Passage =
━━━━━━━━━━━━━━━━━━━━━━━━━━━━━━

Meanwhile, in the world where we currently reside, Warren’s plan is a campaign prop first, and a policy document second. Its primary aim is — and should be — to neutralize the “middle-class tax hike” talking point, and shift the health-care debate onto worthier terrain. Now that she has a plan for how she’s going to “pay for” single-payer, perhaps we can talk more about whether her moderate opponents have plans for ending medical bankruptcies.
Whether this gambit will prove successful remains to be seen. It’s possible that her opponents will find ways of making her policy’s substantive flaws politically salient. But at first blush, the drawbacks of Warren’s plan don’t seem to lend themselves to debate-stage soundbites. It’s very hard to accessibly explain in 30 seconds why directly reallocating existing corporate spending on health care creates problems. And it’s especially difficult to do so if your own hazily sketched public-option plan doesn’t actually hold up under technocratic scrutiny. The Biden campaign’s initial response testifies to the challenge: Rather than attacking the many genuine flaws in Warren’s proposal, they’ve opted to carry on assailing the middle-class tax hikes it does not contain.
But the virtues of Warren’s plan, as a narrative device, aren’t merely defensive. Although some of its assumptions on cost-cutting are politically optimistic — and a lot of its revenue-raising, technocratically flawed — her blueprint does drive home just how much money the U.S. government could be spending on social benefits for ordinary Americans, but isn’t. By allowing its health-care providers to charge patients more than double what the residents of other nations pay, the U.S. government effectively drains hundreds of billions of dollars from the middle class’s pockets each year. Warren’s plan calls attention to that fact. And her grab bag of smaller pay-fors offers a guided tour of other ways the status quo is failing middle-class Americans: By refusing to invest in the IRS’s enforcement capacity, our government is allowing the rich to steal $230 billion in annual revenue. By allowing the Pentagon to turn Overseas Contingency Operations Fund into a permanent part of its budget, we’re letting the military-industrial complex collect an annual bonus large enough to finance tuition-free public college. By neglecting to impose a tax on financial transactions, we’re leaving $800 billion on the table. The list goes on.
Centrists have tried to paint Medicare for All supporters as betrayers of the middle class. Warren’s new plan just might allow her to turn the tables: Whose really got the typical American family’s side — the Democrat who’s promising not to make their (increasingly unaffordable) health insurance any worse, or the one who’s saying we should make that insurance better by taking trillions of dollars from the rich and rentiers and spending it on new social benefits for working people?
If Warren’s plan reframes the Democratic debate around such questions, it will be a success. The substantive defects are a superficial. There’ll be plenty of time to design progressive VATs and payroll taxes after the revolution.

━━━━━━━━━━━━━━━━━━━━━━━━━━━━━━

Assigned task =
In the passage on Warren's health-care plan, how much annual revenue is the government said to let the rich steal by refusing to invest in the IRS's enforcement capacity?

Saved entries
━━━━━━━━━━━━━━━━━━━━━━━━━━━━━━

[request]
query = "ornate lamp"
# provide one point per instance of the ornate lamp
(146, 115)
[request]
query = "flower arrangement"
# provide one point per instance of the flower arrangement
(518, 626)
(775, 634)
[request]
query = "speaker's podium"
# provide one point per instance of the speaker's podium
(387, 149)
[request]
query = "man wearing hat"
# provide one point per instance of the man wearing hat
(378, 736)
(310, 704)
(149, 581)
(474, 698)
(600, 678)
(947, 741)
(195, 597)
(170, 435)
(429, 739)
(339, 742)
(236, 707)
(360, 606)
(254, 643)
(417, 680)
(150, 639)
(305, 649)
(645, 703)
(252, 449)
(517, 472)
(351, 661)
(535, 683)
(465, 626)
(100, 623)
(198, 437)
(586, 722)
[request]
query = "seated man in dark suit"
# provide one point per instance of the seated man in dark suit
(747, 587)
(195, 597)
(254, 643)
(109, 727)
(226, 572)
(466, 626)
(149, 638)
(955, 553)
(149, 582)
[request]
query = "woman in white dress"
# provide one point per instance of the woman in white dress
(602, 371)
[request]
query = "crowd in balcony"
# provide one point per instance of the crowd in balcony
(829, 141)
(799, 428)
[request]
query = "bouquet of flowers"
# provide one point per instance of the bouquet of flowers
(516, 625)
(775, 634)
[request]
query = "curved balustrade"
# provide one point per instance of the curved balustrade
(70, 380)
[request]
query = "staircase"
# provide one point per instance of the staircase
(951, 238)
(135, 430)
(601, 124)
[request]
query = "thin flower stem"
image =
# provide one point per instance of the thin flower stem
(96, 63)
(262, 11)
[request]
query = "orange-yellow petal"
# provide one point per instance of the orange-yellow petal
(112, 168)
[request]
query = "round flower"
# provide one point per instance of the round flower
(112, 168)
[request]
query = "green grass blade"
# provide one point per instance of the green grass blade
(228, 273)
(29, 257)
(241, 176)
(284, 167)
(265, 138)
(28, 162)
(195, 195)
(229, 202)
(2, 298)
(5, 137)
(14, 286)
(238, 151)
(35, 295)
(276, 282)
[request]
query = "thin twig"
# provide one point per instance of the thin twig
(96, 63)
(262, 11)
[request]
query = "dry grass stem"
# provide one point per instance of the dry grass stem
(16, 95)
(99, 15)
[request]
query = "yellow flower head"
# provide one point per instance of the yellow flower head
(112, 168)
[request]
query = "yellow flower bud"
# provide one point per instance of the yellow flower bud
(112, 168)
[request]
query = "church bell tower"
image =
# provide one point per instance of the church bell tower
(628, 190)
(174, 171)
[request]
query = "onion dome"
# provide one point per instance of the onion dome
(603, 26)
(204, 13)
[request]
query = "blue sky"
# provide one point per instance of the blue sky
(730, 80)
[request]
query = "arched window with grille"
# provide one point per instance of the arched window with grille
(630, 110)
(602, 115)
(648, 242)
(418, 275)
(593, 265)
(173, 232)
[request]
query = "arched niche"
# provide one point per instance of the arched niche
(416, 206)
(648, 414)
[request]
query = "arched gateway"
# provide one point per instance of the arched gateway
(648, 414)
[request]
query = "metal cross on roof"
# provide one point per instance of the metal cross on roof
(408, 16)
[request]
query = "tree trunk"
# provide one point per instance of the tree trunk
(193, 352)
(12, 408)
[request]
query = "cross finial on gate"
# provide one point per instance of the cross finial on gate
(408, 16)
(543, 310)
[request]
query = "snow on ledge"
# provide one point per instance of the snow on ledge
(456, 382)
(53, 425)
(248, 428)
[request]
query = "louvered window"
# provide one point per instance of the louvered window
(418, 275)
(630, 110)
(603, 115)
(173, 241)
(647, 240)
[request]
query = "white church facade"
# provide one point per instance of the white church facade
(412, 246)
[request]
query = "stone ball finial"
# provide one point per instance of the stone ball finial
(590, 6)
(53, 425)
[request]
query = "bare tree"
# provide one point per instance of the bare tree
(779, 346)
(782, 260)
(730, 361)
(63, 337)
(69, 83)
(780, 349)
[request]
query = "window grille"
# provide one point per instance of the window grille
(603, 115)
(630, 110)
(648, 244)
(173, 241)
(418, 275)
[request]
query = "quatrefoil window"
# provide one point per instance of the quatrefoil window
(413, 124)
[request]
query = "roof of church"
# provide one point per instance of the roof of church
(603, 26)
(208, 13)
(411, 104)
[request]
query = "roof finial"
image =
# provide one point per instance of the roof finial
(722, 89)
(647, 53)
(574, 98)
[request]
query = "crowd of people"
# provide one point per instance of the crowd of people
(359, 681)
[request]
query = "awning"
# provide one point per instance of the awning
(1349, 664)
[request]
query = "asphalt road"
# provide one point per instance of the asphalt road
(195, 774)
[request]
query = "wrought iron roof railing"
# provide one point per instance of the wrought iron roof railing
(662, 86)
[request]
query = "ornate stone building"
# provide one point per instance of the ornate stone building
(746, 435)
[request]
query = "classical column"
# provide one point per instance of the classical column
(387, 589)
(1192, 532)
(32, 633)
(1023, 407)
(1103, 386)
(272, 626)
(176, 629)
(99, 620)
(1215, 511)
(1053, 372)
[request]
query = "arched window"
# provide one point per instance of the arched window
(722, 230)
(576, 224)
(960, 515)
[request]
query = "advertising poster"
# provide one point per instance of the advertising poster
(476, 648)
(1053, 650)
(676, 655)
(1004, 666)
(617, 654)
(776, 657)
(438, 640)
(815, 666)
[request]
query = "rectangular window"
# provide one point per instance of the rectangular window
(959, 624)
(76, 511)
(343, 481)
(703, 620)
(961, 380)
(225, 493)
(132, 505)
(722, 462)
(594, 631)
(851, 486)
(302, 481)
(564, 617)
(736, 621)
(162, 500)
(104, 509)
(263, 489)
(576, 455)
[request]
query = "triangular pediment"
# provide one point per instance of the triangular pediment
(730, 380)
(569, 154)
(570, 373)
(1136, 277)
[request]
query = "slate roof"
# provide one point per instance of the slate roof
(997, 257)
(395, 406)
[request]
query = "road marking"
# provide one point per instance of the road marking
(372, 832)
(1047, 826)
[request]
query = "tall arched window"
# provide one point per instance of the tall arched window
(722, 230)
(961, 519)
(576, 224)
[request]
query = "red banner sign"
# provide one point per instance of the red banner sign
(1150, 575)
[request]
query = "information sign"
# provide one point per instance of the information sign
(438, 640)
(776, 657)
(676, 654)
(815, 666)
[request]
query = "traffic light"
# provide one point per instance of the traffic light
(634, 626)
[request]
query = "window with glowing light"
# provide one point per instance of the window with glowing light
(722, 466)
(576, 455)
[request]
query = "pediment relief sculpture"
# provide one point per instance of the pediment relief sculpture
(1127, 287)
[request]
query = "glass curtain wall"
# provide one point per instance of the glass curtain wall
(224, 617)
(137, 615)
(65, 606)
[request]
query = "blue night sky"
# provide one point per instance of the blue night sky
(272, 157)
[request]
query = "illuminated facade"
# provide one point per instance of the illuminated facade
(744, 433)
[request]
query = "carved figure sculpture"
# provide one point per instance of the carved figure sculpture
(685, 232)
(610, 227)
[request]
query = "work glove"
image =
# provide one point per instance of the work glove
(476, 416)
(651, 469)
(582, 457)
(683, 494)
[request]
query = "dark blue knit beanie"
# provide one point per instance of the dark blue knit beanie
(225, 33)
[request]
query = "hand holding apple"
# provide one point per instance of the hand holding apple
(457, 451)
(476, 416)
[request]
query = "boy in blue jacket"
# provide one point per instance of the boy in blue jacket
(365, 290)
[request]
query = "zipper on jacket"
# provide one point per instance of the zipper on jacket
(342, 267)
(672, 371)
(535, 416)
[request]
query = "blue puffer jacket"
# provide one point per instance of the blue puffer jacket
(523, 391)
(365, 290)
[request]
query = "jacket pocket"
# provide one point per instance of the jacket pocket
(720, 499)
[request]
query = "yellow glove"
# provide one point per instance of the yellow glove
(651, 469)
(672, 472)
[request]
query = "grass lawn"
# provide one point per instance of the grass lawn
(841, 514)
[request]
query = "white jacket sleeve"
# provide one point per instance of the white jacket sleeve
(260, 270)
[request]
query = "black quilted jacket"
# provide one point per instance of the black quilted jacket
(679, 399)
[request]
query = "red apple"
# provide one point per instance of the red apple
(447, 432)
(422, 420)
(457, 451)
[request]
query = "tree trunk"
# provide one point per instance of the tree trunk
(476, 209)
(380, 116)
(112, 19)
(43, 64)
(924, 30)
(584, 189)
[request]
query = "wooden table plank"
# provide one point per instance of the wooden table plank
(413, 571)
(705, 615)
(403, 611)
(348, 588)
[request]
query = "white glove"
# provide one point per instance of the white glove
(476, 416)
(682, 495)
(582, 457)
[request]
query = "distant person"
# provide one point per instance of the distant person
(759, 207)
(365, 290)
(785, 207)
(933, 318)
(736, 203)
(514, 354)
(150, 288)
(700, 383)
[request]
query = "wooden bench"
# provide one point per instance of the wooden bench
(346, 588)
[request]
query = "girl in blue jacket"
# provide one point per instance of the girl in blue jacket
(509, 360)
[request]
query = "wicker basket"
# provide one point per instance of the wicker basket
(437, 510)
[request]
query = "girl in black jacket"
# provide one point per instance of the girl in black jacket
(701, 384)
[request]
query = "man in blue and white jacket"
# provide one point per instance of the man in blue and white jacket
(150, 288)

━━━━━━━━━━━━━━━━━━━━━━━━━━━━━━

Reply to the task =
$230 billion.